--- Data records ---

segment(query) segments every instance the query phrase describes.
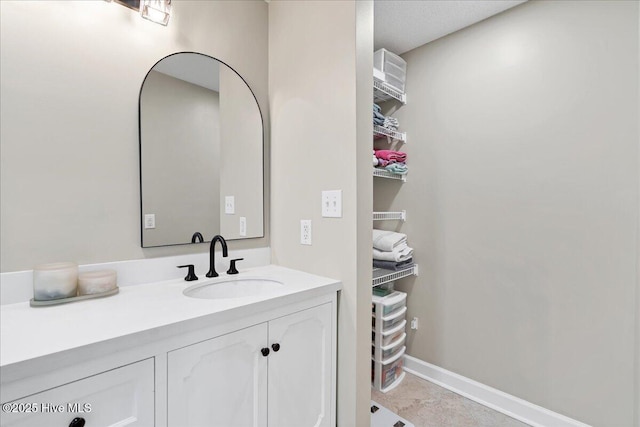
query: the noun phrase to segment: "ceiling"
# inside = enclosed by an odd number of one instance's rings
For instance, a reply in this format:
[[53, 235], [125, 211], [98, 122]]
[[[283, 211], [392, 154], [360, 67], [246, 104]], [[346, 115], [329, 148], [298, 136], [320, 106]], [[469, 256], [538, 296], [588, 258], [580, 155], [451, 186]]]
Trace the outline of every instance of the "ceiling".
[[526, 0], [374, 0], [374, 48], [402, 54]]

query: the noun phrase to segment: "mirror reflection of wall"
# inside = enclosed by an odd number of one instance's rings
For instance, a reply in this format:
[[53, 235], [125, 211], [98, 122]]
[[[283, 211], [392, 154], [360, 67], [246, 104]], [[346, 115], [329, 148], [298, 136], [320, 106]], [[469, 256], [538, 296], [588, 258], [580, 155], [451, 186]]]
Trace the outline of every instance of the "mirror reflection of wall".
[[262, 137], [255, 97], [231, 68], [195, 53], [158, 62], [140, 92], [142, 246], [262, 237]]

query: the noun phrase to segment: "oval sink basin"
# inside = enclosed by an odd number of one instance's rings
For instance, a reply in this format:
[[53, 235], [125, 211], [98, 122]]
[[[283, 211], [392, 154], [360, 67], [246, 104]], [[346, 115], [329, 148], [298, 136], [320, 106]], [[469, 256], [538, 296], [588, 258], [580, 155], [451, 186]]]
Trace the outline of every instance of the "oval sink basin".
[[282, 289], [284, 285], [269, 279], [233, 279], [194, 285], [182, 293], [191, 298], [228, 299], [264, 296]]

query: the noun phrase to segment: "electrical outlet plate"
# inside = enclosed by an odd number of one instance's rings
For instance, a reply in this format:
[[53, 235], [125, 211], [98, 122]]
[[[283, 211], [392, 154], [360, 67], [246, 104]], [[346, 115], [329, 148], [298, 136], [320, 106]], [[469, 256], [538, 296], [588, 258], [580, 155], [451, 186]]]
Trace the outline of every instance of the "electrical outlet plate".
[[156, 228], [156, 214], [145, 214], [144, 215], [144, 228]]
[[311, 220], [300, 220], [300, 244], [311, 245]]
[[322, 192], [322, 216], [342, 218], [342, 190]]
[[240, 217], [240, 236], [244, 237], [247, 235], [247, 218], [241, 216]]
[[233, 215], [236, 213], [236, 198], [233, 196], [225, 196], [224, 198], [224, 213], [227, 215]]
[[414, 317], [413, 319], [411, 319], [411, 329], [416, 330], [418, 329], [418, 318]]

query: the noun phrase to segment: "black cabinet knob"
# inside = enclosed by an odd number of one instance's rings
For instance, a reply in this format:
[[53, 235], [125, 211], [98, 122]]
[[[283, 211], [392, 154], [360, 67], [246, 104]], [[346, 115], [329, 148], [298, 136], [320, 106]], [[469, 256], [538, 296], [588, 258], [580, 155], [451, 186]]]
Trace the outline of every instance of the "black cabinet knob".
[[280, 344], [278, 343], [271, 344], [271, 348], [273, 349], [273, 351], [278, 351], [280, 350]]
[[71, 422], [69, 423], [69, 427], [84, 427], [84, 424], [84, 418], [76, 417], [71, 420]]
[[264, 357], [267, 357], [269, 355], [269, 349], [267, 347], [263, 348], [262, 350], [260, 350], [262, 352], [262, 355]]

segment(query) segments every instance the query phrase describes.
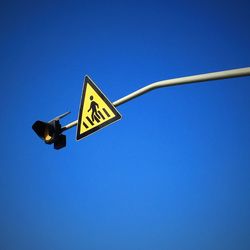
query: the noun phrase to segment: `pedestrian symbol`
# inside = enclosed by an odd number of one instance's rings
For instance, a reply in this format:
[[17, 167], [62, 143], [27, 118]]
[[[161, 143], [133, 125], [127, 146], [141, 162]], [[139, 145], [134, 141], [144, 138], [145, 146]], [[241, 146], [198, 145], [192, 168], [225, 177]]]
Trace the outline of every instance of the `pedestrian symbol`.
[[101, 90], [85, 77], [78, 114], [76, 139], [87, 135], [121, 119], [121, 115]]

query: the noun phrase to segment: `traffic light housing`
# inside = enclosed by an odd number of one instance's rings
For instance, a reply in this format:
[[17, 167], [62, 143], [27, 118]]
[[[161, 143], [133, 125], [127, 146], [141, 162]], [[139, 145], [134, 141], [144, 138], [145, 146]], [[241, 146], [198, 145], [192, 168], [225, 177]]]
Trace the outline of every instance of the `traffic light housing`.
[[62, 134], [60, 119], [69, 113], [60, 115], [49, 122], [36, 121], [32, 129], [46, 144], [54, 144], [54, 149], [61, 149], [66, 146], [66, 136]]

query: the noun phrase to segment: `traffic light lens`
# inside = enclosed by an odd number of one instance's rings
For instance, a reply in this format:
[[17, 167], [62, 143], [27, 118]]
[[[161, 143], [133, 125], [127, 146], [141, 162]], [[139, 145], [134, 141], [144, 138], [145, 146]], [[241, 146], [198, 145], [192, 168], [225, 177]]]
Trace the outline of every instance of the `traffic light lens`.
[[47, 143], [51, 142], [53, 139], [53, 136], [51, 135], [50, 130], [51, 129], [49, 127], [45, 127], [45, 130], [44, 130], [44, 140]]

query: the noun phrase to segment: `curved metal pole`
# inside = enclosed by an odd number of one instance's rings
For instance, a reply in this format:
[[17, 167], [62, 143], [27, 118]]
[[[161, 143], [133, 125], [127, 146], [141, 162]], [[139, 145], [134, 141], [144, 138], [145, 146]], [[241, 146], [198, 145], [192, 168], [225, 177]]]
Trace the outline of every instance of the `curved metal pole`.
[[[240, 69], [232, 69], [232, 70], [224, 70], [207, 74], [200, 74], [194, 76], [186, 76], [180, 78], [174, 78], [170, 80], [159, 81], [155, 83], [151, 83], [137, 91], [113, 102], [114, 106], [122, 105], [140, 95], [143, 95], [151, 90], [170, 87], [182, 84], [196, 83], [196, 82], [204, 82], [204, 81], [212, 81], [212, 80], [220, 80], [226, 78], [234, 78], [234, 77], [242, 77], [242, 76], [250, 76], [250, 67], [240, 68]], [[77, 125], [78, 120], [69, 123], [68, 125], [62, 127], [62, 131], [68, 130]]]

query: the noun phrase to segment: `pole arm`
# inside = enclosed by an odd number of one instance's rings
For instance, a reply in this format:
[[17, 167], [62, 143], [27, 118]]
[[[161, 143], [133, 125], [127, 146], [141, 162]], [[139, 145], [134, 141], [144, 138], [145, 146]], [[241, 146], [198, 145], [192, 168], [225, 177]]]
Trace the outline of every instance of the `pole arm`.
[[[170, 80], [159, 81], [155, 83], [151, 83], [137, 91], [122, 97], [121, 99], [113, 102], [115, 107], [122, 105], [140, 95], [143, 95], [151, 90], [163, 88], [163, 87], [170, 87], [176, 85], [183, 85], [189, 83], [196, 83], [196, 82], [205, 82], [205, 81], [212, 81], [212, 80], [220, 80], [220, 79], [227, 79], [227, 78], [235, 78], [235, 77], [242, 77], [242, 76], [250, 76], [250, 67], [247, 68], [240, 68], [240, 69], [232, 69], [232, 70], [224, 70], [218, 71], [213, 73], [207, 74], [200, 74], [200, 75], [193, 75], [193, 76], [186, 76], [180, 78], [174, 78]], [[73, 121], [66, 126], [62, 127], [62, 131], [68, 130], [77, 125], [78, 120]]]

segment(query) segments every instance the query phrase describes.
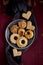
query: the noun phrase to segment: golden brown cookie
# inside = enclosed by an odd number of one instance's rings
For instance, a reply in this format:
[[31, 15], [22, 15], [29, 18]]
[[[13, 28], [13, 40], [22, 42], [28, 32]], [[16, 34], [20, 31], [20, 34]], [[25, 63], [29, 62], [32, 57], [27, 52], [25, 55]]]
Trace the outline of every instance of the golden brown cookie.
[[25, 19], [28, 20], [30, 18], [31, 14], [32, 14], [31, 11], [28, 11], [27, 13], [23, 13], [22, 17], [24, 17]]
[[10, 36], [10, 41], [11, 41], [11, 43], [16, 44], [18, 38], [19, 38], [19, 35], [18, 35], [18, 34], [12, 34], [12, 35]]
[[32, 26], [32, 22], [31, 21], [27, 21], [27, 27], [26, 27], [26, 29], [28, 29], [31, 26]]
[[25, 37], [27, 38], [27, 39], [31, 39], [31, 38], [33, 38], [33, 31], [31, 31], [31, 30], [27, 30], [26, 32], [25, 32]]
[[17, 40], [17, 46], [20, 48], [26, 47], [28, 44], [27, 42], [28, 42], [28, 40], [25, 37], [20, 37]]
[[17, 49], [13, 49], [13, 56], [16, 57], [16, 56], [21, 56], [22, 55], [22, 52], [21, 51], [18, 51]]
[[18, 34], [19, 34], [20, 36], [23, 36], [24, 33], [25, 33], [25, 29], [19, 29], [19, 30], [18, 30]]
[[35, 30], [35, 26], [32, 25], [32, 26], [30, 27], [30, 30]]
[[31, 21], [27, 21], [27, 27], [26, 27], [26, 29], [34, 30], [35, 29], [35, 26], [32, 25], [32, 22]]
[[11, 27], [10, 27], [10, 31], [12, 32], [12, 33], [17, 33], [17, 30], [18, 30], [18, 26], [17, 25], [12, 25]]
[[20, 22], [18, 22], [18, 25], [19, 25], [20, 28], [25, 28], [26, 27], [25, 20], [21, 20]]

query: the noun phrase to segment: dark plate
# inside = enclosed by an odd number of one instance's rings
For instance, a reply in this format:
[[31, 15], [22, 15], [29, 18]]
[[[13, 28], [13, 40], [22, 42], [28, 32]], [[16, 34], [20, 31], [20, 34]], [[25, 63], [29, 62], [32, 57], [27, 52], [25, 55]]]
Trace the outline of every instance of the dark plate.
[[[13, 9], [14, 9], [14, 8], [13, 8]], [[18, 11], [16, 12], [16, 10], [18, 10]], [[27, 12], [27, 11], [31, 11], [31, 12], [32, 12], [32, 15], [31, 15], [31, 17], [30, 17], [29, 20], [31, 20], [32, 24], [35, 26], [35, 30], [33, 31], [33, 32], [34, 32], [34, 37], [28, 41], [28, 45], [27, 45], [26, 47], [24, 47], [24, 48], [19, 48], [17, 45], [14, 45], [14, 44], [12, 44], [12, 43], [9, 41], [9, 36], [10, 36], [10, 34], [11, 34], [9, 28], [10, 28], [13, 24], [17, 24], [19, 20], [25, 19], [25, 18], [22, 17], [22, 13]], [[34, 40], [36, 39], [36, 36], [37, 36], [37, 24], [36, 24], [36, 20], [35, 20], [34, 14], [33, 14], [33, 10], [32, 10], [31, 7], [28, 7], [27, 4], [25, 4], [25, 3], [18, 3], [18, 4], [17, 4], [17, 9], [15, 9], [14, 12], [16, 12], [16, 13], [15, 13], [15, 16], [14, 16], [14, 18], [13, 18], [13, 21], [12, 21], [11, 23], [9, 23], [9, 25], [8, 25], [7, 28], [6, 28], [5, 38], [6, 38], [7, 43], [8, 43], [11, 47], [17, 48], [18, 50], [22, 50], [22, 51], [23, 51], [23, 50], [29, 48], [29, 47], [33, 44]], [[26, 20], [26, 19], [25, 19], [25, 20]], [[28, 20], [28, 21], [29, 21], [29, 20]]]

---

◆ Work to complete
Send back exactly the lines of the listing above, beginning at the line containing "query: the noun phrase to segment: dark plate" and ending with the last. Add nothing.

◆ Reply
query: the noun phrase to segment: dark plate
# inside = enclosed by an odd number of one instance's rings
For instance, a reply in this format:
[[31, 15], [22, 15], [29, 18]]
[[[13, 28], [13, 40], [22, 42], [28, 32]], [[16, 34], [20, 31], [20, 34]], [[25, 63], [29, 62], [32, 57], [27, 52], [25, 55]]]
Trace the outline of every instance of the dark plate.
[[[13, 9], [14, 9], [14, 8], [13, 8]], [[18, 11], [16, 12], [16, 10], [18, 10]], [[27, 12], [27, 11], [31, 11], [31, 12], [32, 12], [32, 15], [31, 15], [31, 17], [30, 17], [29, 20], [31, 20], [32, 24], [35, 26], [35, 30], [33, 31], [33, 32], [34, 32], [34, 37], [28, 41], [28, 45], [27, 45], [26, 47], [24, 47], [24, 48], [19, 48], [17, 45], [14, 45], [14, 44], [12, 44], [12, 43], [9, 41], [9, 36], [10, 36], [10, 34], [11, 34], [9, 28], [10, 28], [13, 24], [17, 24], [19, 20], [25, 19], [25, 18], [22, 17], [22, 13]], [[34, 40], [36, 39], [36, 36], [37, 36], [37, 24], [36, 24], [36, 20], [35, 20], [34, 14], [33, 14], [33, 10], [32, 10], [31, 7], [28, 7], [27, 4], [25, 4], [25, 3], [18, 3], [18, 4], [17, 4], [17, 9], [15, 9], [14, 12], [16, 12], [16, 13], [15, 13], [15, 16], [14, 16], [14, 18], [13, 18], [13, 21], [12, 21], [11, 23], [9, 23], [9, 25], [8, 25], [7, 28], [6, 28], [5, 38], [6, 38], [7, 43], [8, 43], [11, 47], [17, 48], [18, 50], [22, 50], [22, 51], [23, 51], [23, 50], [29, 48], [29, 47], [33, 44]], [[26, 20], [26, 19], [25, 19], [25, 20]], [[28, 20], [28, 21], [29, 21], [29, 20]]]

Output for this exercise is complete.